• Task details:
Copy the data from its start up to and including the line with "136), (162, 211)]", replacing "grassy slope" with "grassy hillside" and changing nothing else. Leave the pictures out.

• Information provided:
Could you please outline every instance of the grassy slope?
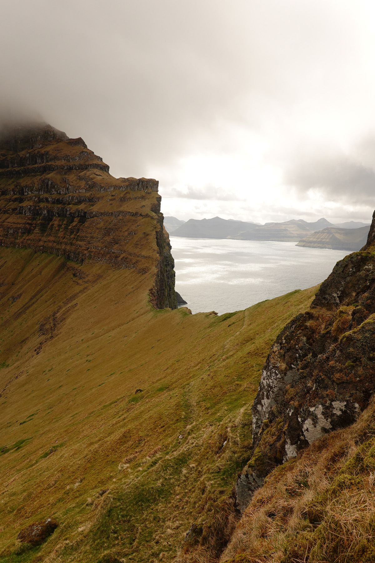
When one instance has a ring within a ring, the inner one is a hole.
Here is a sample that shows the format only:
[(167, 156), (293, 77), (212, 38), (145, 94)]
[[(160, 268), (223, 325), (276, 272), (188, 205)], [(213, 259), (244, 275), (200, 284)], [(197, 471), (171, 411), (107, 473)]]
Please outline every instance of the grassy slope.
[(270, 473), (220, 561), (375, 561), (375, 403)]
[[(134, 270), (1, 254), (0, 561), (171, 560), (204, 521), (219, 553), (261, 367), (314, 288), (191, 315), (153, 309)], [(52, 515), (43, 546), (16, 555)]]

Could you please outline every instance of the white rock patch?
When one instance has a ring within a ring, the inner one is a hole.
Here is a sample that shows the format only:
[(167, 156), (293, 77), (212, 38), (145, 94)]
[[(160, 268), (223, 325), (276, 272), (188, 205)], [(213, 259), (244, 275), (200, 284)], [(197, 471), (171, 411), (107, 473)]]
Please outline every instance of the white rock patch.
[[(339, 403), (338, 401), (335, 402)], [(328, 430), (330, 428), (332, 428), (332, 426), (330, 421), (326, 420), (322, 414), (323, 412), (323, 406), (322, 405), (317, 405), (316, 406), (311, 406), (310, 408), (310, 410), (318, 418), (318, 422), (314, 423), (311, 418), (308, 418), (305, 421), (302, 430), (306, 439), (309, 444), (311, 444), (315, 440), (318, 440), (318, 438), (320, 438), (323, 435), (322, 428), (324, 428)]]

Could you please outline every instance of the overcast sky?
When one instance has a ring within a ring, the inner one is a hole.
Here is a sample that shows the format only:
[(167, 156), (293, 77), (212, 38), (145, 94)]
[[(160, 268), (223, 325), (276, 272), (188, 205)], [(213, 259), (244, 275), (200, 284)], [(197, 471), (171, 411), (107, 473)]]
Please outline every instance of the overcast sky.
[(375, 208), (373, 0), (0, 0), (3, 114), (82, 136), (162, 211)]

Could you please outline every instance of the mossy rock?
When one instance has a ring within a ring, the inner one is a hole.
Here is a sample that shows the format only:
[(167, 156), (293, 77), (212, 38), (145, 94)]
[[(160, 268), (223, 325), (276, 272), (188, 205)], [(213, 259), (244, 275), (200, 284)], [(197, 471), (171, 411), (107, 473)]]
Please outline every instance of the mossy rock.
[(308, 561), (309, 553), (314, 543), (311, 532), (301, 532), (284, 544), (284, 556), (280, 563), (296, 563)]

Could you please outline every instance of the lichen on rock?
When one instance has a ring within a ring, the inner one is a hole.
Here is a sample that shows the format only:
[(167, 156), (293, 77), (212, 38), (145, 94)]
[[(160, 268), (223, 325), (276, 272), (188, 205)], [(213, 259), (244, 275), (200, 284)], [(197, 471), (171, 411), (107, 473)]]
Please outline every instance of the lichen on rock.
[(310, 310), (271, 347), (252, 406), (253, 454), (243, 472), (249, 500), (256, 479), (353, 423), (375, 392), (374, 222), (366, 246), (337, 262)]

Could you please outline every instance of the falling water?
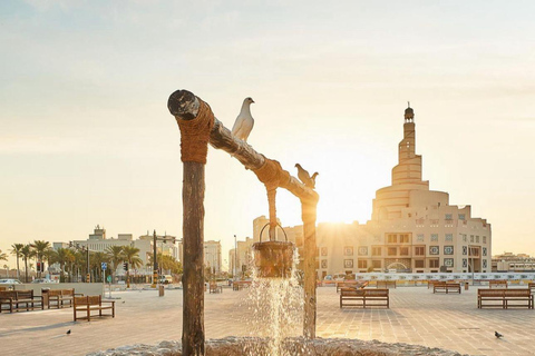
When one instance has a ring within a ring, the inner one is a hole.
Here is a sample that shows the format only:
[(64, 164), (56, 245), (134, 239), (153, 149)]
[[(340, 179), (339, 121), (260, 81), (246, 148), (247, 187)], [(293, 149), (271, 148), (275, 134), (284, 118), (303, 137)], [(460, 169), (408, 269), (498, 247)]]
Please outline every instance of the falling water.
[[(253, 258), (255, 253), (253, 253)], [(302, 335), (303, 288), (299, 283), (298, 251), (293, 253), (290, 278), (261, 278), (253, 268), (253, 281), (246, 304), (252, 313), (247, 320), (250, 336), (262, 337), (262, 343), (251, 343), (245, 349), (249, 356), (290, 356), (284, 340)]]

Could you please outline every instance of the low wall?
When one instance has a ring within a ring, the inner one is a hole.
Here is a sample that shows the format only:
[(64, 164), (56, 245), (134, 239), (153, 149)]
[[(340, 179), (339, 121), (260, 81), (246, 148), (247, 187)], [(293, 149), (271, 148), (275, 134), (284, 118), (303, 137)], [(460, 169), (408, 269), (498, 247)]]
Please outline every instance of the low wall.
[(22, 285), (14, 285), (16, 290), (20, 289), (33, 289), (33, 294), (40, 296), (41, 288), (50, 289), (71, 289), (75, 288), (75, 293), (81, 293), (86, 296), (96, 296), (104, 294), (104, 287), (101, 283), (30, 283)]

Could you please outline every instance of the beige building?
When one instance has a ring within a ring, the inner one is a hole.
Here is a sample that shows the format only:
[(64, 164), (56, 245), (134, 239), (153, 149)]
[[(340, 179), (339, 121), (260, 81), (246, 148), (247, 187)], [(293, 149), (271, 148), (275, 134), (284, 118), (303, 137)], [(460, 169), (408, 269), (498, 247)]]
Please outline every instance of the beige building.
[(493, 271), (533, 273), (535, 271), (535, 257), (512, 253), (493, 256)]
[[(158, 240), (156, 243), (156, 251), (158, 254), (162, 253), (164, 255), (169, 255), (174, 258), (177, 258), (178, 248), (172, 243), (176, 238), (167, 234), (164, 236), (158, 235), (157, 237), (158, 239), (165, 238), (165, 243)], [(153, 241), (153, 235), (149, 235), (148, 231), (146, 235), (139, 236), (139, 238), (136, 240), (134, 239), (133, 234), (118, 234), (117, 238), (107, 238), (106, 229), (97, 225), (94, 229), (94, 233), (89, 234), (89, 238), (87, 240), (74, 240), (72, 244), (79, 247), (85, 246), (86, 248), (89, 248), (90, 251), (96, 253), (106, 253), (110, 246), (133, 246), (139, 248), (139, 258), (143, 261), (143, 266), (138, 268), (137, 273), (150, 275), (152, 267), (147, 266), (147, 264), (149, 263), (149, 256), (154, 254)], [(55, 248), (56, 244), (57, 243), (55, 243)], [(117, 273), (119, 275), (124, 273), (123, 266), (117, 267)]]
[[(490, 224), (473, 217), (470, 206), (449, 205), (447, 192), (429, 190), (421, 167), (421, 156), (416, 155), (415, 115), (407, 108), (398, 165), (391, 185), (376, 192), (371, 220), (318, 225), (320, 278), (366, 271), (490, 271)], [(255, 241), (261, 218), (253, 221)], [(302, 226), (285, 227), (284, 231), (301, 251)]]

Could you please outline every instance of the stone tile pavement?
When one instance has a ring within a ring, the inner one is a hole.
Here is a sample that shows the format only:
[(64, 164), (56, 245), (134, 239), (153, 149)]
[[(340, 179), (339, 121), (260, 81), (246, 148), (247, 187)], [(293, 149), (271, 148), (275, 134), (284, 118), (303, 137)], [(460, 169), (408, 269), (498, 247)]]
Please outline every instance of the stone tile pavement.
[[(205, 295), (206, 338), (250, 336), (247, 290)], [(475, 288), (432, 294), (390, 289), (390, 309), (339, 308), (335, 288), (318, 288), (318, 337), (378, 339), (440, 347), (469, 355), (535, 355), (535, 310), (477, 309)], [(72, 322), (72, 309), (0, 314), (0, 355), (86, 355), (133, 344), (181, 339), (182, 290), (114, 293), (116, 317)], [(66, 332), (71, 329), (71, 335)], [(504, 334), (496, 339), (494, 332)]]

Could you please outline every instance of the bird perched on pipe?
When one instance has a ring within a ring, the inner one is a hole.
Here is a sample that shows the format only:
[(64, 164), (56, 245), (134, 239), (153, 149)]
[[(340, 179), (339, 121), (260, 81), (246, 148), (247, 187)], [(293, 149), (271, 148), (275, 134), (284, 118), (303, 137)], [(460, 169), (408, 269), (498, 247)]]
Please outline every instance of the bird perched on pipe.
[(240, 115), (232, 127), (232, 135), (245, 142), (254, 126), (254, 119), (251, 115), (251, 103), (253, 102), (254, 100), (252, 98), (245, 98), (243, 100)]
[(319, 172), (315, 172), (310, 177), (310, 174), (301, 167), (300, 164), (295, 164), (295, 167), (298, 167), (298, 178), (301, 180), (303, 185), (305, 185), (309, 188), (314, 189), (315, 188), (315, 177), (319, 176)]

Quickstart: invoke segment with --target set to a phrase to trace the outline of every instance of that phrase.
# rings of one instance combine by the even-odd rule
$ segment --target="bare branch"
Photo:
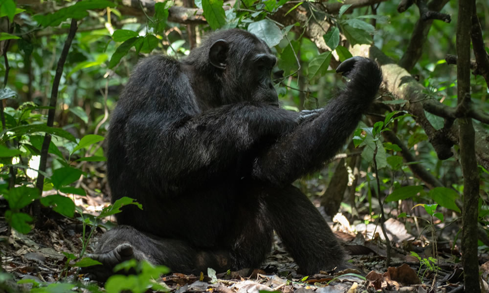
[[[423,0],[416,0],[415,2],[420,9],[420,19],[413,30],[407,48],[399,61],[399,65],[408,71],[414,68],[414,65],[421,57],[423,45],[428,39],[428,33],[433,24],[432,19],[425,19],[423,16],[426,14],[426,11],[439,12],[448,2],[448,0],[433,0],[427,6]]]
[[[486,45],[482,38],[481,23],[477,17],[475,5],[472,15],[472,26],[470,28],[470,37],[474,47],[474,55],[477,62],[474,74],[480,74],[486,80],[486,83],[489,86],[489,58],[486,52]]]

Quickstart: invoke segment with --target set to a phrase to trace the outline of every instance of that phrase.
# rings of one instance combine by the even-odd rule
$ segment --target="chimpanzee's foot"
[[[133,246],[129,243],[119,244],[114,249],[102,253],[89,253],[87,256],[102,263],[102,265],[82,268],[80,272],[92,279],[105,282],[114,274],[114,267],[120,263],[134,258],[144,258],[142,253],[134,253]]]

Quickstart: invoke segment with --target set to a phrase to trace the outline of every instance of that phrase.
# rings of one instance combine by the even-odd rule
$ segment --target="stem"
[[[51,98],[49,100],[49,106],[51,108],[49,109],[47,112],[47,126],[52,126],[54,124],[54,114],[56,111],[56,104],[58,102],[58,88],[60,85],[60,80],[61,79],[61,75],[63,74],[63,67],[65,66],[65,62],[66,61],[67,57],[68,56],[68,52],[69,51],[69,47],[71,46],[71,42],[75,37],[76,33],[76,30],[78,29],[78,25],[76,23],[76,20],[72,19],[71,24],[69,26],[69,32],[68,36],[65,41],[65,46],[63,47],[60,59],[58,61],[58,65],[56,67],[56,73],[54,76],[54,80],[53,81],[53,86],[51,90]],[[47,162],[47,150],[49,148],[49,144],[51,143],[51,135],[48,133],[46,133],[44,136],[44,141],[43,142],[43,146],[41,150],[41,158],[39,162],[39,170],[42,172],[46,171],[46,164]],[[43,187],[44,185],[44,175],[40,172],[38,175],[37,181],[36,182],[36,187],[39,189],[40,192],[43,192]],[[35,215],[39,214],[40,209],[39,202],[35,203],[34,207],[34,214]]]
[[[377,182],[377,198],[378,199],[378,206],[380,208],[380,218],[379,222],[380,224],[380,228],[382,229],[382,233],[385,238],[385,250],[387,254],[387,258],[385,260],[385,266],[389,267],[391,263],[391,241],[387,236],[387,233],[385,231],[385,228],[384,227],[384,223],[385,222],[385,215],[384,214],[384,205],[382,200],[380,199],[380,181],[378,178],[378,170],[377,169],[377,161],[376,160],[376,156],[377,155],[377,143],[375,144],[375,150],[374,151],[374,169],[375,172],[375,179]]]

• The result:
Could you please outline every instance of the grassy hillside?
When one instance has a ring within a ring, the inner one is a hole.
Here is a sample that shows the format only:
[(167, 156), (293, 77), (212, 38), (145, 94)]
[[(160, 268), (223, 325), (276, 272), (188, 205)], [(213, 259), (244, 275), (200, 284)], [(197, 471), (171, 411), (107, 473)]]
Please outline every instance of the grassy hillside.
[(270, 473), (220, 561), (375, 561), (375, 403)]
[[(134, 270), (1, 254), (0, 561), (171, 560), (204, 521), (219, 553), (261, 367), (314, 288), (191, 315), (153, 309)], [(52, 515), (43, 546), (16, 555)]]

Could you please outline every instance of the white rock patch?
When one instance has a ring within a ring, the inner one is a hole.
Here is a sample that shows the format only:
[(167, 156), (293, 77), (212, 38), (145, 94)]
[[(160, 268), (223, 325), (276, 272), (188, 205)], [(213, 259), (244, 275), (200, 284)], [(197, 471), (171, 411), (107, 473)]]
Please outline every instance of the white rock patch.
[[(339, 403), (338, 401), (335, 402)], [(328, 430), (330, 428), (332, 428), (332, 426), (330, 421), (326, 420), (322, 414), (323, 412), (323, 406), (322, 405), (317, 405), (316, 406), (311, 406), (310, 408), (310, 410), (318, 418), (318, 422), (314, 423), (311, 418), (308, 418), (305, 421), (302, 430), (306, 439), (309, 444), (311, 444), (315, 440), (318, 440), (318, 438), (320, 438), (323, 435), (322, 428), (324, 428)]]

Could you please outline every instance of the overcast sky?
When one instance has a ring within a ring, the inner one is a hole.
Here is a sample that shows the format only:
[(167, 156), (293, 77), (212, 38), (145, 94)]
[[(160, 268), (223, 325), (276, 272), (188, 205)], [(213, 259), (244, 275), (200, 284)], [(197, 471), (171, 411), (107, 473)]]
Please outline every instance of the overcast sky.
[(375, 208), (373, 0), (0, 0), (3, 114), (82, 136), (162, 211)]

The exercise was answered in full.